Passage given =
Industry data further suggests that while NBFC-MFIs account for roughly 40 per cent of the microfinance portfolio, banks and SFBs together account for nearly 50 per cent, with SFBs holding an estimated 15 per cent share.
Though the sector has consciously reduced pure unsecured microfinance exposure - from nearly 35 per cent of loan books in FY22 to about 24 per cent in FY25 - policy risk in large states like Bihar still carries earnings sensitivity.
As per self-regulatory organisation Sa-Dhan, Bihar corners the highest microfinance loan accounts (over 22 million) with outstanding loans worth ₹57,712 crore. "The proposed regulations, including requirement to obtain an additional registration with the state authorities (within 90 days), and prior approval from the state before initiating loan disbursements, could likely slow the pace of loan disbursement activities. This has triggered caution among investors holding stakes in SFBs with meaningful exposure to Bihar," said Vinod Nair, Head of Research, Geojit Investments Limited.
According to analysts, banks with higher microfinance concentration or deeper geographic presence in eastern India may see near-term multiple compression.
"While the new protections aim to bring order and accountability to the sector, they may also contribute to higher delinquency rates and margin pressures in the near term as lenders adjust to stricter compliance requirements," Nair said.
NBFCs to become Universal Banks?

Exercise task = Translate this sentence from the microfinance passage into Spanish: "According to analysts, banks with higher microfinance concentration or deeper geographic presence in eastern India may see near-term multiple compression."

[Data extracted from a collection]

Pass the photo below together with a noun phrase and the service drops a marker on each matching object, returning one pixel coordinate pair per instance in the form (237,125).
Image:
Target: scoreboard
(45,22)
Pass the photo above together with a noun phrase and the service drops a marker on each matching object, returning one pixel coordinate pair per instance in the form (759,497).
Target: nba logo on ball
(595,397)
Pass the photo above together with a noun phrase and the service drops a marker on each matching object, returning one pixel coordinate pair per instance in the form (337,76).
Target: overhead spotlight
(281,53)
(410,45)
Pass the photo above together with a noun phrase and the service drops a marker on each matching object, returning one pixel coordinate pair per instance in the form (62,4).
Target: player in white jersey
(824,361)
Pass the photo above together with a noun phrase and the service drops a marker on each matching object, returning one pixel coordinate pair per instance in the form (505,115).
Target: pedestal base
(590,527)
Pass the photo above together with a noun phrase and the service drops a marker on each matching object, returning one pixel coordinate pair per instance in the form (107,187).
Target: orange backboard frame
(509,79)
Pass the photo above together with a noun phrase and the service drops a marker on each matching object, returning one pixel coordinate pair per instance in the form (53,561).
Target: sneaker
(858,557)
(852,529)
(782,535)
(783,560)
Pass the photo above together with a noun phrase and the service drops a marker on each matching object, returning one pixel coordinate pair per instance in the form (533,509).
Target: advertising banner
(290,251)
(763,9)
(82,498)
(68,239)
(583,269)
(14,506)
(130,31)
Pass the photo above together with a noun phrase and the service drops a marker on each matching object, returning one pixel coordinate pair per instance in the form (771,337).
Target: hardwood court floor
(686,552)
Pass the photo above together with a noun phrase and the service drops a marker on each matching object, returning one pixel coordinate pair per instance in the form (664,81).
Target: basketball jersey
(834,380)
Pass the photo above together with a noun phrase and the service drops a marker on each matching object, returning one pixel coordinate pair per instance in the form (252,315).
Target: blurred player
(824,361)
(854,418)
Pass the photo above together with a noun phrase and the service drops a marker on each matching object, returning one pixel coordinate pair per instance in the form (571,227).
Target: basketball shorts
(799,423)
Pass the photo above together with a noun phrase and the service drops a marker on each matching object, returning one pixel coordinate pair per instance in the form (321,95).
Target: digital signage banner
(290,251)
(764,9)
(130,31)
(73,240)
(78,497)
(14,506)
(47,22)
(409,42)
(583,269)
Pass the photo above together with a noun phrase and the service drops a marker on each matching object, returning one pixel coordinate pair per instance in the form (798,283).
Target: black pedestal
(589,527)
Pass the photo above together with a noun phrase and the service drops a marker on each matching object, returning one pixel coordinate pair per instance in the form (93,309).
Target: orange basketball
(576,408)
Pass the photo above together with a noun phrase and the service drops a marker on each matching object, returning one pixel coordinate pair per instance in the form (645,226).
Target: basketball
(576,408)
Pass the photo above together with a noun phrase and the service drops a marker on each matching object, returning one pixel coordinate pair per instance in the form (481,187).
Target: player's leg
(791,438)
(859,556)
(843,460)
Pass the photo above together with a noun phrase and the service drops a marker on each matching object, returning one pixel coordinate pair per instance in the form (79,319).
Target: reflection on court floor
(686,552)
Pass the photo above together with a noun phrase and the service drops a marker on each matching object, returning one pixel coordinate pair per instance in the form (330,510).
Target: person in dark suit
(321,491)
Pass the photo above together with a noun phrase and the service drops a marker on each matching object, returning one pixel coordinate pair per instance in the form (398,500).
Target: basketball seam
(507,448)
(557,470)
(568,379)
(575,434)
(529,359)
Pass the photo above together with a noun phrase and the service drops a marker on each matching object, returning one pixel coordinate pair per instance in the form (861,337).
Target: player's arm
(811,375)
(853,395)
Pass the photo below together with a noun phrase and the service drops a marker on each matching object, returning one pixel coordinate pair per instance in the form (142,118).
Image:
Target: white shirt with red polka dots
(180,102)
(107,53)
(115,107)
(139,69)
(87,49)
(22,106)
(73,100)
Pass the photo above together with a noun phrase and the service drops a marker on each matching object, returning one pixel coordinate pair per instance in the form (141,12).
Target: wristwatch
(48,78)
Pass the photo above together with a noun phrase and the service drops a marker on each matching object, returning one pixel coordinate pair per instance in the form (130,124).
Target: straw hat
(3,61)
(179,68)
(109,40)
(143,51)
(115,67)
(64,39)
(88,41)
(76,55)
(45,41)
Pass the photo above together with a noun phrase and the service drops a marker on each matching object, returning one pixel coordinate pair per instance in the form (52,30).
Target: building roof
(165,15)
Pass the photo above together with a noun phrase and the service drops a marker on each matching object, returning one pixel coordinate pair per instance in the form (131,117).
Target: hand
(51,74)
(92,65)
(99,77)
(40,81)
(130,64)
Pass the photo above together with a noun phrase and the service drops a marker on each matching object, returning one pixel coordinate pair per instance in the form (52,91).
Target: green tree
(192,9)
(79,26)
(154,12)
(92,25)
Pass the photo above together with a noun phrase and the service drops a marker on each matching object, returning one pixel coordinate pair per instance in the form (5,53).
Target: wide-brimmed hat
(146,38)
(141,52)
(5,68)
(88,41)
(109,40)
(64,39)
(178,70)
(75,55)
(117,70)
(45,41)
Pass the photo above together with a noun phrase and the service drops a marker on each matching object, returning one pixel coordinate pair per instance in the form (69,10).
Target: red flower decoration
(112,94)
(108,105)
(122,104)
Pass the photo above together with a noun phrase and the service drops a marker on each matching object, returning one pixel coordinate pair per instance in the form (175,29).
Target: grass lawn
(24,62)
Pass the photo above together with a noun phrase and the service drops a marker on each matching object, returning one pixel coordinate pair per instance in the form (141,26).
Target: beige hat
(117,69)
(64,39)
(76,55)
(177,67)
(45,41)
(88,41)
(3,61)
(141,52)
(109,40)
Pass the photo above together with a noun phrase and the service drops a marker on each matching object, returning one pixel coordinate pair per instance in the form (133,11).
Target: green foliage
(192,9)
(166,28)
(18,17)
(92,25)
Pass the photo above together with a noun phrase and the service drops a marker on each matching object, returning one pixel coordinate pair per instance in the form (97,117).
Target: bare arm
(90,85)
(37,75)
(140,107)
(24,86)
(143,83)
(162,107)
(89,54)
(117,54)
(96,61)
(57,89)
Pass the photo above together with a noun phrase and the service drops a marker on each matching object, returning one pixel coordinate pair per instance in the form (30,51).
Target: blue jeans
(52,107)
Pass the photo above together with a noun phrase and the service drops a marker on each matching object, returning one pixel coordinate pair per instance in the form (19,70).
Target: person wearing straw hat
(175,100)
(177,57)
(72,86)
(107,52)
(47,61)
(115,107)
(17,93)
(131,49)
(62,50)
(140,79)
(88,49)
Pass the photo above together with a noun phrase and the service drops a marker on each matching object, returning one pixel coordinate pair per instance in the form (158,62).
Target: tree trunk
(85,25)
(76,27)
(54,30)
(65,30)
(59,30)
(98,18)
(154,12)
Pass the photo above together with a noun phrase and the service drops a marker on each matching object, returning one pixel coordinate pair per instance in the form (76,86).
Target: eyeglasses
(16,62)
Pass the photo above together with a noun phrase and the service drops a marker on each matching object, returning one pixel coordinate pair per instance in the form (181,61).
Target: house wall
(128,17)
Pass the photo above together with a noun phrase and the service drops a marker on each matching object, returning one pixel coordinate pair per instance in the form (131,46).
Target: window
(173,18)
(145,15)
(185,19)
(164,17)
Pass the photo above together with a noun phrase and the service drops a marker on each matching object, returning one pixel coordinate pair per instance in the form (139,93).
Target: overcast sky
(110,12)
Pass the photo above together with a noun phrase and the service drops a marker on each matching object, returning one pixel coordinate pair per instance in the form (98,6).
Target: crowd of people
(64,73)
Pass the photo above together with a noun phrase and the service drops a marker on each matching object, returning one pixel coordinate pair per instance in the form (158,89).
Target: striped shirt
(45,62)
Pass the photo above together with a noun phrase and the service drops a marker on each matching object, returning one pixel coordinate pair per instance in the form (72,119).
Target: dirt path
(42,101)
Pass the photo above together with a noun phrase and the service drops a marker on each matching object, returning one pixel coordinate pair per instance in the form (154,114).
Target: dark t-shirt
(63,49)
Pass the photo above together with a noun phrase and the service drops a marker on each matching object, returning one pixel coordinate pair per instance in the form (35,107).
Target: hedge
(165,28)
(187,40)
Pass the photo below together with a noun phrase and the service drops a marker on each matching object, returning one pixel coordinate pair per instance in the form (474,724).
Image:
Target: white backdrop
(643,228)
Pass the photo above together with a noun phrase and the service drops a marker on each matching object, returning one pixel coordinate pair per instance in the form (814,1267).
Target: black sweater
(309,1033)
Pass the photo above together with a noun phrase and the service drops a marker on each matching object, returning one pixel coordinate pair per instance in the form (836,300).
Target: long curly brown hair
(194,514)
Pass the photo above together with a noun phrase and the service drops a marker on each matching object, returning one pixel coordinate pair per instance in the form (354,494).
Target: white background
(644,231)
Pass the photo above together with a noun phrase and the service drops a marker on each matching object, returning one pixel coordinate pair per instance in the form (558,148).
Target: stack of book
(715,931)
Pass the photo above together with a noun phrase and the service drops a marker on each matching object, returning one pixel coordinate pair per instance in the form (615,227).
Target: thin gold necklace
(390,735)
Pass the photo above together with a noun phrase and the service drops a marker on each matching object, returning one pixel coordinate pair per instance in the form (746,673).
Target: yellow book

Final result = Según los analistas, los bancos con mayor concentración en microfinanzas o una presencia geográfica más profunda en el este de la India podrían experimentar una compresión de múltiplos a corto plazo.